### SEGMENTO DI TESTO
========

Il 25 Febbraio scorso ha conseguito la laurea in Scienze Religiose presso l’Università del Laterano. Riportiamo di seguito un sunto della sua tesi.
Parola, musica e silenzio come testimonianza dell’Assoluto. Analisi teologica del linguaggio musicale europeo
La musica ha sempre rappresentato nella mia vita, sin da tenera età, quel filo che, consapevolmente e non, mi ha tenuta agganciata a Dio, alla preghiera e agli ambienti ecclesiali. Anche nei momenti d’incredulità e di profonde incertezze sul senso della vita, la musica mi ha sempre quasi “imposto” di rivolgermi a Dio, di avere un contatto con Lui, di invocarlo anche senza volerlo in modo esplicito. Ho imparato, poi, nel tempo a cogliere il senso della chiamata alla vita cristiana e ancor di più alla vita religiosa nel segno di una vera e propria “vocazione alla musica”.
Se nella mia personale esperienza di vita, la musica si è fatta “contatto” con il cristianesimo e mi ha spesso e volentieri “parlato” di Dio, questo l’ho potuto verificare e dimostrare altrettanto per l’intera esperienza musicale di cui il mondo occidentale è depositario.

========

### AZIONI DA SVOLGERE
(1) Trascriva dal segmento di testo sulla musica e la fede il tratto che va da "Se nella mia" fino a "occidentale è depositario.".
(2) Riassuma in due frasi il segmento di testo sulla musica e la fede.

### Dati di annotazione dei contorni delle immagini
========

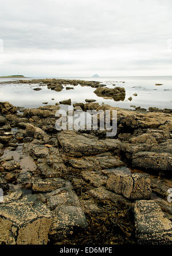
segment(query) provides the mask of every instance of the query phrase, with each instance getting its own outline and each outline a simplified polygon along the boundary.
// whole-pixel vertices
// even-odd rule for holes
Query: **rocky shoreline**
[[[60,91],[64,82],[56,80],[35,83]],[[75,86],[76,81],[65,83]],[[80,83],[114,99],[125,97],[123,88],[112,93],[97,82]],[[171,111],[130,110],[93,101],[73,107],[117,110],[115,136],[99,129],[57,131],[58,104],[19,113],[0,102],[0,188],[5,194],[0,243],[171,244]]]

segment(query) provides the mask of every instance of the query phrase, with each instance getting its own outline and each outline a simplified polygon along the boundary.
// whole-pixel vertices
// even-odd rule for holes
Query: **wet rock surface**
[[[156,202],[136,201],[134,214],[136,238],[139,244],[171,244],[171,222],[165,217]]]
[[[79,83],[104,89],[44,80],[52,90]],[[18,114],[1,103],[0,243],[171,242],[170,112],[73,104],[84,111],[117,110],[117,134],[107,137],[99,129],[57,131],[58,105]]]
[[[126,90],[123,87],[116,87],[115,88],[97,88],[94,93],[99,97],[112,97],[114,101],[124,101],[126,97]]]

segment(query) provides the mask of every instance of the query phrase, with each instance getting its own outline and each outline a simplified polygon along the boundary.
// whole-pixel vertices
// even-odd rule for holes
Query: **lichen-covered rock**
[[[45,244],[52,223],[46,207],[38,201],[0,204],[0,243]]]
[[[103,186],[100,186],[95,189],[91,189],[86,192],[86,194],[99,200],[109,200],[117,204],[120,207],[131,207],[132,202],[123,196],[109,191]]]
[[[32,137],[38,140],[42,140],[45,142],[49,140],[49,136],[44,131],[38,127],[36,127],[32,124],[26,125],[25,133],[25,137]]]
[[[150,184],[148,174],[112,174],[107,181],[107,188],[128,199],[150,199],[151,193]]]
[[[47,193],[65,186],[65,181],[60,178],[41,179],[35,179],[32,182],[32,191],[36,193]]]
[[[0,113],[2,114],[16,114],[17,108],[8,101],[0,102]]]
[[[43,145],[36,145],[30,150],[29,153],[34,159],[46,158],[49,154],[49,150]]]
[[[154,200],[136,201],[134,211],[138,243],[171,244],[171,221],[165,217],[157,202]]]
[[[45,108],[39,108],[37,109],[26,109],[24,112],[24,117],[30,117],[32,116],[37,116],[41,118],[47,118],[50,117],[55,117],[56,112],[59,109],[58,106],[53,106],[51,109],[49,106]]]
[[[0,136],[0,143],[3,144],[7,144],[11,139],[11,136]]]
[[[3,192],[6,192],[9,190],[9,186],[6,181],[0,176],[0,189],[2,189]]]
[[[56,241],[67,236],[72,236],[74,232],[86,228],[88,226],[84,213],[80,207],[61,205],[57,207],[54,215],[49,236]]]
[[[134,166],[171,177],[172,156],[169,153],[139,152],[132,156]]]
[[[37,167],[44,178],[62,177],[67,170],[58,149],[54,147],[49,148],[48,154],[45,158],[37,159]]]
[[[95,155],[112,148],[112,145],[106,144],[94,136],[80,135],[74,131],[63,131],[57,136],[63,150],[72,156]]]
[[[102,170],[125,165],[117,156],[109,152],[81,158],[70,158],[69,163],[73,168],[85,170]]]
[[[4,170],[6,171],[12,171],[14,170],[19,169],[20,165],[18,162],[14,160],[11,160],[10,161],[5,162],[2,165]]]
[[[51,210],[57,206],[66,204],[68,205],[80,206],[80,203],[76,193],[71,189],[61,188],[47,194],[48,206]]]

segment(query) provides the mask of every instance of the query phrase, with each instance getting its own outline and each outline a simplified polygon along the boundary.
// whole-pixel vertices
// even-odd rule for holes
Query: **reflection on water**
[[[95,88],[80,85],[74,86],[73,90],[67,90],[64,88],[61,91],[55,91],[47,89],[46,86],[32,84],[0,85],[0,101],[9,101],[15,106],[25,108],[43,106],[42,102],[54,105],[56,102],[71,98],[72,103],[85,102],[86,98],[93,98],[100,104],[104,102],[112,106],[131,108],[131,105],[141,106],[147,109],[149,106],[160,108],[171,108],[172,104],[172,77],[110,77],[110,78],[71,78],[87,81],[100,81],[107,85],[107,87],[124,87],[126,91],[124,101],[115,102],[113,100],[104,99],[97,96],[93,91]],[[0,79],[0,81],[11,79]],[[14,79],[13,79],[14,80]],[[122,83],[122,81],[125,83]],[[155,83],[163,85],[156,86]],[[69,85],[68,85],[69,86]],[[40,91],[33,89],[40,87]],[[134,96],[137,93],[138,96]],[[132,97],[131,101],[127,99]],[[54,98],[54,100],[52,99]]]

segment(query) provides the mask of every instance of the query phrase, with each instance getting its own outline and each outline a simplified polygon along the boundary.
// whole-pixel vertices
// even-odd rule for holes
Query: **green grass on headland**
[[[24,75],[7,75],[6,77],[0,77],[0,78],[24,78]]]

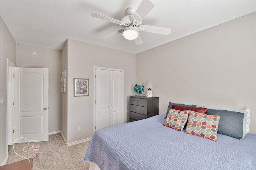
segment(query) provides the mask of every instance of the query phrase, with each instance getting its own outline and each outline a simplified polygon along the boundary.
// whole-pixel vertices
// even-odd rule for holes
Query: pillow
[[[217,142],[217,133],[220,116],[194,111],[189,113],[185,133]]]
[[[183,130],[190,112],[188,110],[182,111],[172,109],[170,110],[163,125],[180,132]]]
[[[243,139],[245,136],[246,114],[225,110],[208,109],[210,115],[220,116],[218,133]]]
[[[221,108],[214,107],[209,107],[207,106],[204,106],[203,107],[205,107],[205,108],[207,108],[210,109],[215,109],[215,110],[228,110],[229,111],[236,111],[237,112],[244,113],[246,114],[246,128],[245,131],[246,133],[249,133],[249,131],[250,131],[250,118],[249,109],[247,109],[245,110],[237,110],[236,109],[222,109]]]
[[[172,105],[173,105],[174,104],[176,104],[177,105],[181,106],[182,106],[190,107],[196,107],[196,105],[187,105],[185,104],[173,103],[171,102],[169,102],[169,106],[168,106],[168,108],[167,109],[167,111],[166,111],[166,116],[165,116],[164,119],[166,119],[166,117],[167,117],[167,115],[169,113],[169,111],[170,111],[170,109],[172,108]]]
[[[182,106],[181,106],[174,104],[172,105],[172,108],[176,110],[189,110],[191,111],[194,111],[196,112],[201,113],[202,113],[206,114],[208,109],[203,107],[190,107]]]

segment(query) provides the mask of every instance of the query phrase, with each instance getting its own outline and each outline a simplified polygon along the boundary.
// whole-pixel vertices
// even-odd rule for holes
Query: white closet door
[[[97,130],[110,126],[109,70],[96,69],[95,125]]]
[[[110,125],[122,123],[122,72],[110,71]]]

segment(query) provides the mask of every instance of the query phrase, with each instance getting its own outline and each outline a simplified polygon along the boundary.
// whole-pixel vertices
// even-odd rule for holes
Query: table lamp
[[[146,88],[148,88],[147,92],[148,97],[152,97],[152,90],[150,89],[150,88],[154,88],[154,85],[153,83],[151,82],[146,82],[146,86],[145,87]]]

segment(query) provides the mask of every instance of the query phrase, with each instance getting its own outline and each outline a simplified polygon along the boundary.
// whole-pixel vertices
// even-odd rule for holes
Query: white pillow
[[[236,109],[224,109],[222,108],[217,108],[217,107],[210,107],[208,106],[203,106],[203,107],[207,108],[207,109],[214,109],[215,110],[228,110],[229,111],[236,111],[237,112],[240,112],[243,113],[245,113],[246,114],[246,128],[245,130],[245,132],[246,133],[248,133],[250,131],[250,109],[247,109],[245,110],[238,110]]]

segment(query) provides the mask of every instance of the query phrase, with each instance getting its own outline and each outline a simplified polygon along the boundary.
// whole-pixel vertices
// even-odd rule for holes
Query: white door
[[[49,140],[48,77],[48,68],[14,68],[14,141]]]
[[[122,71],[96,69],[95,74],[95,130],[122,124]]]
[[[110,71],[110,125],[120,125],[122,121],[122,72]]]
[[[96,70],[96,130],[110,126],[109,70]]]

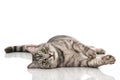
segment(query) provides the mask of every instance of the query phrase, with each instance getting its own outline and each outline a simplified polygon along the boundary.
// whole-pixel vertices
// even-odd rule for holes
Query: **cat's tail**
[[[6,53],[12,53],[12,52],[29,52],[25,45],[22,46],[9,46],[5,48]]]

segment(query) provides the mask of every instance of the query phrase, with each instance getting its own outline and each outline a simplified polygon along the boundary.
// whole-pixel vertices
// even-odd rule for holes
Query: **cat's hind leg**
[[[85,59],[80,62],[80,66],[97,68],[99,66],[106,65],[106,64],[114,64],[115,61],[116,59],[112,55],[106,55],[100,58]]]

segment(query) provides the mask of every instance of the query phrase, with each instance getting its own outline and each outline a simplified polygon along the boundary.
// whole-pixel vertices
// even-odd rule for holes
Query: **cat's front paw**
[[[114,64],[116,59],[112,55],[106,55],[102,57],[104,64]]]

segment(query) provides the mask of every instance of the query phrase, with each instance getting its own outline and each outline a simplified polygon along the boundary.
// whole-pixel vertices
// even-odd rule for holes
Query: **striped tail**
[[[26,49],[26,46],[9,46],[5,48],[6,53],[12,53],[12,52],[29,52]]]

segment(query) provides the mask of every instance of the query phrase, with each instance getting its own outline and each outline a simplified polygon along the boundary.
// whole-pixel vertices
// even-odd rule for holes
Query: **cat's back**
[[[58,40],[72,40],[72,41],[77,41],[76,39],[74,39],[73,37],[70,37],[70,36],[57,35],[57,36],[54,36],[54,37],[50,38],[48,40],[48,42],[54,42],[54,41],[58,41]]]

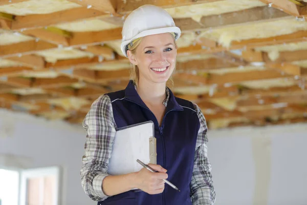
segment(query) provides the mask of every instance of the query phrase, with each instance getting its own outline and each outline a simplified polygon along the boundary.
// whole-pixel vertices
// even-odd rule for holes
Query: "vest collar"
[[[169,91],[169,98],[168,101],[167,102],[166,112],[170,110],[179,111],[183,110],[183,108],[179,105],[170,89],[168,88],[167,88],[167,89],[168,89]],[[129,83],[125,89],[125,98],[141,106],[148,108],[147,106],[140,97],[140,95],[139,95],[139,94],[135,88],[135,85],[132,80],[129,81]]]

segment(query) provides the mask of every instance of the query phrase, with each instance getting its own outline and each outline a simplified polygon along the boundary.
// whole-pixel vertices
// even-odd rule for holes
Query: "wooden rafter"
[[[289,0],[260,0],[270,6],[280,9],[295,16],[300,15],[299,6]]]
[[[51,43],[62,45],[64,46],[69,46],[67,37],[45,28],[26,30],[23,31],[21,33]]]
[[[35,55],[25,55],[20,57],[11,57],[8,60],[18,62],[20,64],[32,68],[45,68],[46,61],[43,57]]]
[[[115,13],[115,3],[113,0],[68,0],[86,8],[91,8],[106,13]]]
[[[228,73],[223,75],[210,74],[201,76],[200,75],[195,75],[187,73],[177,73],[174,75],[177,77],[184,78],[188,80],[191,80],[205,85],[224,85],[226,83],[236,83],[263,79],[274,79],[290,76],[288,74],[282,75],[280,72],[273,70]]]
[[[201,31],[208,28],[224,28],[250,24],[251,22],[264,22],[278,19],[291,17],[289,14],[268,7],[255,7],[238,11],[235,12],[226,13],[219,15],[203,16],[200,22],[191,20],[190,18],[175,18],[175,24],[186,31]]]
[[[146,4],[152,4],[164,8],[173,7],[180,7],[182,6],[190,5],[192,4],[203,4],[210,2],[218,2],[221,0],[157,0],[155,1],[150,0],[140,1],[127,1],[117,0],[117,12],[119,13],[126,14],[138,8],[141,6]]]
[[[262,105],[276,104],[300,104],[307,102],[307,91],[298,94],[288,93],[287,95],[277,96],[265,96],[260,98],[250,97],[248,99],[243,99],[237,102],[239,107],[256,106]]]
[[[20,30],[39,28],[56,24],[66,23],[81,19],[109,16],[105,12],[81,7],[58,11],[48,14],[32,14],[17,16],[12,24],[12,30]]]
[[[0,0],[0,6],[9,5],[12,4],[19,3],[28,1],[29,0]]]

========

### RISPOSTE
(1)
Se nella mia personale esperienza di vita, la musica si è fatta “contatto” con il cristianesimo e mi ha spesso e volentieri “parlato” di Dio, questo l’ho potuto verificare e dimostrare altrettanto per l’intera esperienza musicale di cui il mondo occidentale è depositario.

(2) Il segmento riporta il sunto di una tesi di laurea in Scienze Religiose, conseguita il 25 febbraio presso l'Università del Laterano, dal titolo «Parola, musica e silenzio come testimonianza dell'Assoluto. Analisi teologica del linguaggio musicale europeo». Vi si racconta come la musica abbia sempre tenuto la persona che scrive legata a Dio e alla preghiera, anche nei momenti d'incredulità, fino a farle riconoscere una "vocazione alla musica", e come tale legame con il cristianesimo valga per l'intera esperienza musicale del mondo occidentale.